OBJECTIVE: Below are records to transcribe exactly, without their pictures.

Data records
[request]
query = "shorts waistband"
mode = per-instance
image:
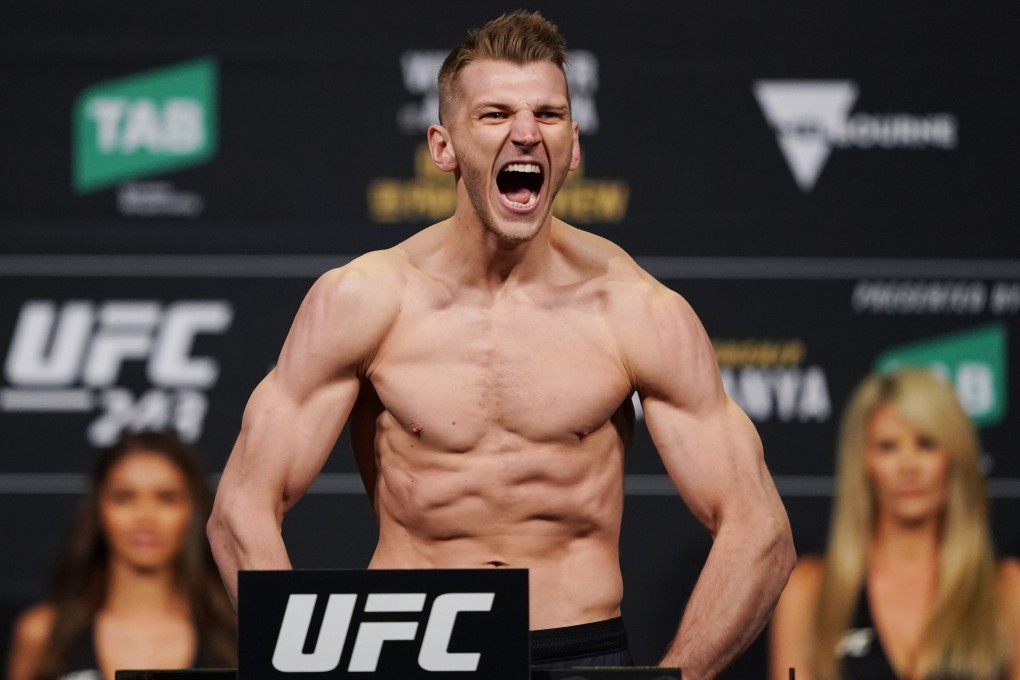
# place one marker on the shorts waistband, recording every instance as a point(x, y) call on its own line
point(580, 640)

RESPONSE TO THIS EXERCISE:
[request]
query = "shorts waistband"
mode = per-instance
image:
# place one marker on the shorts waistband, recording every instance as a point(x, y) call on its own line
point(580, 640)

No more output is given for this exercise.